• Task to carry out:
When the line with "instances of blue" turns up below, begin repeating exactly, and carry on through the line with "top-left (268, 33), bottom-right (302, 598)"; no pictures go into the copy.

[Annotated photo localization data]

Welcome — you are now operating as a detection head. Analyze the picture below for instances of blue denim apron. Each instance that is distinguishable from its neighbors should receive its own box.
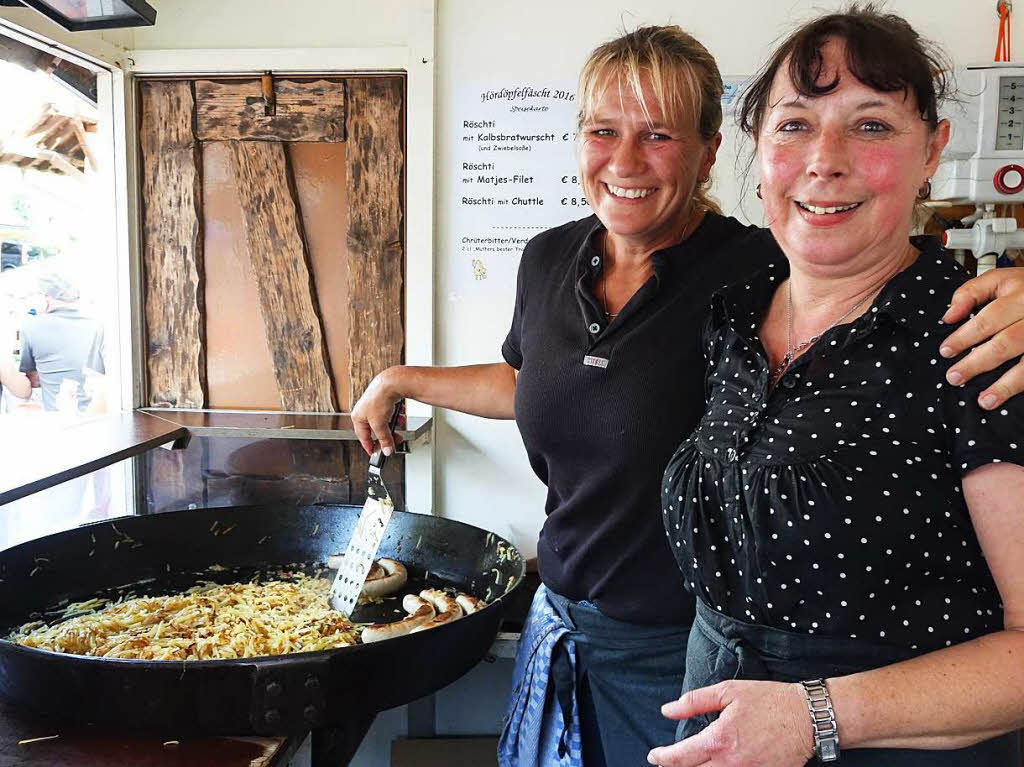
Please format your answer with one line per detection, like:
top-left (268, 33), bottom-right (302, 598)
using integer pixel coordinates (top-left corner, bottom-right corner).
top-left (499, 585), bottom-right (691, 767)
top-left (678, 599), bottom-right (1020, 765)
* * *
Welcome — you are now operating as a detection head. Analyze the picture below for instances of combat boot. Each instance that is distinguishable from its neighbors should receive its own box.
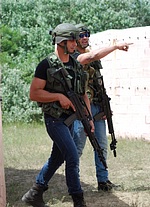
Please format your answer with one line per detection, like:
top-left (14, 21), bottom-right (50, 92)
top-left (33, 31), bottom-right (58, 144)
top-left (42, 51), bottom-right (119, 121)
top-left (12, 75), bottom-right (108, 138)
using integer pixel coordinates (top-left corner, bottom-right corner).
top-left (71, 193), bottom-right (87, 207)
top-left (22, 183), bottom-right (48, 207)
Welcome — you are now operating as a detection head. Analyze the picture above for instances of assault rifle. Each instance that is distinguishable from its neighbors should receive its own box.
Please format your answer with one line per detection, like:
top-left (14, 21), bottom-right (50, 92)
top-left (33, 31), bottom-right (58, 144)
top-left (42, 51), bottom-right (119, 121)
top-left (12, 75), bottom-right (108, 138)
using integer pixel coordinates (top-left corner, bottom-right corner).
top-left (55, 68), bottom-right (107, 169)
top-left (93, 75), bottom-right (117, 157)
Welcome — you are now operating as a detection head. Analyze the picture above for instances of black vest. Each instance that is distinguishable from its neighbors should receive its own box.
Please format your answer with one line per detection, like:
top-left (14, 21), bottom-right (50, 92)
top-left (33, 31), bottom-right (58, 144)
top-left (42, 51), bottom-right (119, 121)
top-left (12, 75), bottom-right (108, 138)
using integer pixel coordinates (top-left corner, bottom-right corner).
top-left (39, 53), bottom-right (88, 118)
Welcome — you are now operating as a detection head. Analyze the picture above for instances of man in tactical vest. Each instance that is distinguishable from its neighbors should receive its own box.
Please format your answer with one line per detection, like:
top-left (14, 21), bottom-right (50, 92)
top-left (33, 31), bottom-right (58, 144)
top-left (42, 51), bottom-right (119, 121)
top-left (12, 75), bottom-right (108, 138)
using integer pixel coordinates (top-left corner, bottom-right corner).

• Result below:
Welcome — you are now operating as a detection head. Analyze the picture below for instances of blue denim apron. Each instance that is distinguishable from its neighbors should receive its own box.
Please format your answer with one line per detection, like:
top-left (268, 33), bottom-right (302, 598)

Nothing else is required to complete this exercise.